======== DATOS PROPORCIONADOS ========
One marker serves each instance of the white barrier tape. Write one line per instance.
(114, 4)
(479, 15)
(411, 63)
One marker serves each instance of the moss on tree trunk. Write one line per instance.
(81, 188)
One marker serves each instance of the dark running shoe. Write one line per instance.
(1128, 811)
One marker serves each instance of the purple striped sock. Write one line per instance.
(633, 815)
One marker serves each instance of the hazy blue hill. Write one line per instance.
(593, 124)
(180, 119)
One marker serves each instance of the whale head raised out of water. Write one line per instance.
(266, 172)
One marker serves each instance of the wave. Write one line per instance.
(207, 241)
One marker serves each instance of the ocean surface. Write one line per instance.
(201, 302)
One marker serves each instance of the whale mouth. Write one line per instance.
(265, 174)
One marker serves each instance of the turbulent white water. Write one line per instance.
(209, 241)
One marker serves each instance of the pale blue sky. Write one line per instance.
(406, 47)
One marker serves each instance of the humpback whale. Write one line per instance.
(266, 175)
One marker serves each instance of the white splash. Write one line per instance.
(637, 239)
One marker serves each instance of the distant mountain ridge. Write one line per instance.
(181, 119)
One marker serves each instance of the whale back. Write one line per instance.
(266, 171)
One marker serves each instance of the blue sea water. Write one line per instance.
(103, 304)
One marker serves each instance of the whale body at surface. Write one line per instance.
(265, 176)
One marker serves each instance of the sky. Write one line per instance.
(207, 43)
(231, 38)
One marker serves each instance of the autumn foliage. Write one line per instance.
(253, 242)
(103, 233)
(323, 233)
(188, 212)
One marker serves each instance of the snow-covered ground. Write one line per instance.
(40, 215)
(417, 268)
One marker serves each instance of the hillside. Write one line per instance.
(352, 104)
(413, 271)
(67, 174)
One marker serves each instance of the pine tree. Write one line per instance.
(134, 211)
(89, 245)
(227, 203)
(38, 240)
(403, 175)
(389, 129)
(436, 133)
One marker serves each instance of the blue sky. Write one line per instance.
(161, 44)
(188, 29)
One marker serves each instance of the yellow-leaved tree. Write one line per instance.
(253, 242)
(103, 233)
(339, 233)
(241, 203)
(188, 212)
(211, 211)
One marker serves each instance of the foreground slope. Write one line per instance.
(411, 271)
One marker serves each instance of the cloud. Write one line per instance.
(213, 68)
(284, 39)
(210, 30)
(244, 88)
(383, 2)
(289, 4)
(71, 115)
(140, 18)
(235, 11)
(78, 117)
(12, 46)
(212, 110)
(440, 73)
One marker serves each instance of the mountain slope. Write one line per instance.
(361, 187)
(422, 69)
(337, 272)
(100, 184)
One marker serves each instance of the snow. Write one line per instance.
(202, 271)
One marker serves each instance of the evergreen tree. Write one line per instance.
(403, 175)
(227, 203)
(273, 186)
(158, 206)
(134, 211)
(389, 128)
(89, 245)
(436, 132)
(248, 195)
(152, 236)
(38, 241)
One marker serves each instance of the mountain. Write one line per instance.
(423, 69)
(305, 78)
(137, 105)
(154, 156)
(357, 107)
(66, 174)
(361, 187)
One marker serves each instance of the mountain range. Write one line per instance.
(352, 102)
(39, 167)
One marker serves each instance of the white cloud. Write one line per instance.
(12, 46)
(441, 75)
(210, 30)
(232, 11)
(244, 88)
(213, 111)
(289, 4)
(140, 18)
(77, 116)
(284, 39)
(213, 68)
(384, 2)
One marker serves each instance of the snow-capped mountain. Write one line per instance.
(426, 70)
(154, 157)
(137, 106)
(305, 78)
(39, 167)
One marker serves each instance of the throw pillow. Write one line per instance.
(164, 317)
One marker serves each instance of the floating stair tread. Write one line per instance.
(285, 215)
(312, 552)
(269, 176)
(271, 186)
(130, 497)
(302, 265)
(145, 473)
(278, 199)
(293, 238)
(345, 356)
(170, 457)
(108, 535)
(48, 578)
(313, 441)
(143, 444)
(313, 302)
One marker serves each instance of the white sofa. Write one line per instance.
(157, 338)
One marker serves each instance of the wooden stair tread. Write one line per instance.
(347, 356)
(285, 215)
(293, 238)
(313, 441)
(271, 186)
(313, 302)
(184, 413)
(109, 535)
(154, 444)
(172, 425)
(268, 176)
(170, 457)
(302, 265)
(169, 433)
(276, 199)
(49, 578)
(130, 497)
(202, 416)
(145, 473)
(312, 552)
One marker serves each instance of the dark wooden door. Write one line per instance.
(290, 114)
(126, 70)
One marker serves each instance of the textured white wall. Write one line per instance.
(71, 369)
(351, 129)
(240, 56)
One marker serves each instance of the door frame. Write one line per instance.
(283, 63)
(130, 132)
========
Actualiza las líneas de todas las entradas sustituyendo "Write one line per instance." por "Write one line for each instance." y deja todo lo demás igual.

One marker serves each instance of the white barrier tape. Write one line for each instance.
(114, 4)
(479, 15)
(411, 63)
One marker serves each instance of the moss on tree trunk. Write one line for each instance.
(81, 188)
One marker serves each instance of the dark running shoe. Write one line for each instance.
(1128, 811)
One marker serves each instance of the purple striped sock. Write one line for each instance.
(633, 815)
One marker serves each instance of the hazy blue hill. Write one line for each instance.
(593, 124)
(180, 119)
One marker serves each instance of the whale head raised out of water. Write one line for each instance.
(266, 172)
One marker serves each instance of the wave. Write one line for each instance.
(207, 241)
One marker serves each instance of the ocean surface. Write one line for each instance.
(201, 302)
One marker serves each instance of the whale mouth. Write one line for each instance.
(265, 174)
One marker serves each instance of the turbulent white water. Write one line for each instance.
(209, 241)
One marker serves each instance of the pale blue sky. Write one line for each instance.
(406, 47)
One marker serves each instance of the humpback whale. Write one line for each instance.
(266, 175)
One marker serves each instance of the white splash. Write one line for each instance.
(637, 239)
One marker serves each instance of the distant mountain ridge. Write one line for each instance.
(181, 119)
One marker serves each instance of the whale back. Write one line for each instance.
(266, 171)
One marker serves each instance of the blue sea water. Write one line for each instance.
(103, 304)
One marker serves each instance of the whale body at surface. Write one line for each instance.
(265, 176)
One marker serves each instance of the sky. Write one line for each instance.
(207, 43)
(231, 38)
One marker serves each instance of the autumn foliage. Write one line for each instance.
(253, 242)
(103, 233)
(323, 233)
(188, 212)
One marker serves each instance of the snow-covered ground. Write one line for each instance.
(40, 215)
(417, 268)
One marker serves each instance of the hillside. Write one line for each instance.
(352, 104)
(413, 271)
(67, 174)
One marker serves each instance of the pine tree. Write one line for each instance.
(134, 211)
(89, 245)
(227, 203)
(38, 240)
(403, 175)
(389, 129)
(436, 133)
One marker serves each instance of the blue sky. Write one line for each instance.
(161, 44)
(188, 29)
One marker serves each instance of the yellow-leaved tree. Write one line for each instance.
(253, 242)
(103, 233)
(339, 233)
(241, 203)
(188, 212)
(211, 211)
One marker serves each instance of the foreground slope. Write one line for each instance.
(411, 271)
One marker serves each instance of the cloud. Write one line for each instance.
(213, 68)
(284, 39)
(210, 30)
(244, 88)
(383, 2)
(289, 4)
(71, 115)
(140, 18)
(235, 11)
(78, 117)
(12, 46)
(212, 110)
(440, 73)
One marker serves each instance of the mountain slope. Write one line for each instance.
(361, 187)
(422, 69)
(337, 272)
(100, 184)
One marker serves each instance of the snow. Write one line for each instance.
(202, 271)
One marker serves each instance of the evergreen tree. Write one line for each instance.
(403, 175)
(227, 203)
(273, 186)
(158, 206)
(134, 211)
(389, 128)
(89, 245)
(436, 132)
(248, 195)
(152, 236)
(38, 241)
One marker serves each instance of the mountain. Write one line for each instance.
(423, 69)
(305, 78)
(137, 105)
(154, 156)
(357, 107)
(66, 174)
(361, 187)
One marker serves each instance of the mountain range. Write one line for each instance.
(352, 102)
(39, 167)
One marker serves each instance of the white cloud. Write one line for each instance.
(12, 46)
(441, 75)
(210, 30)
(232, 11)
(244, 88)
(213, 111)
(289, 4)
(140, 18)
(77, 116)
(284, 39)
(213, 68)
(384, 2)
One marker serves each instance of the snow-capped mountain. Write one line for each instance.
(426, 70)
(154, 157)
(137, 106)
(305, 78)
(39, 167)
One marker serves each instance of the throw pillow. Write one line for each instance.
(164, 317)
One marker serves each instance of the floating stair tread. Write one line for each instance.
(285, 215)
(312, 552)
(269, 176)
(271, 186)
(130, 497)
(302, 265)
(145, 473)
(278, 199)
(293, 238)
(345, 356)
(170, 457)
(108, 535)
(48, 578)
(313, 441)
(143, 444)
(313, 302)
One marker serves each instance of the white sofa. Write one line for each instance.
(157, 338)
One marker serves each instance of the wooden stair tread. Write one line for each instance.
(347, 356)
(285, 215)
(293, 238)
(313, 441)
(271, 186)
(313, 302)
(184, 413)
(109, 535)
(154, 444)
(172, 425)
(268, 176)
(170, 457)
(302, 265)
(169, 433)
(276, 199)
(49, 578)
(130, 497)
(202, 416)
(145, 473)
(312, 552)
One marker serves each instance of the dark wooden door. Write one line for each instance.
(290, 114)
(126, 70)
One marker serves each instance of the textured white wall. Write one line for each instance.
(71, 369)
(351, 129)
(240, 56)
One marker serves each instance of the door frame. Write one line for each instance.
(283, 63)
(130, 132)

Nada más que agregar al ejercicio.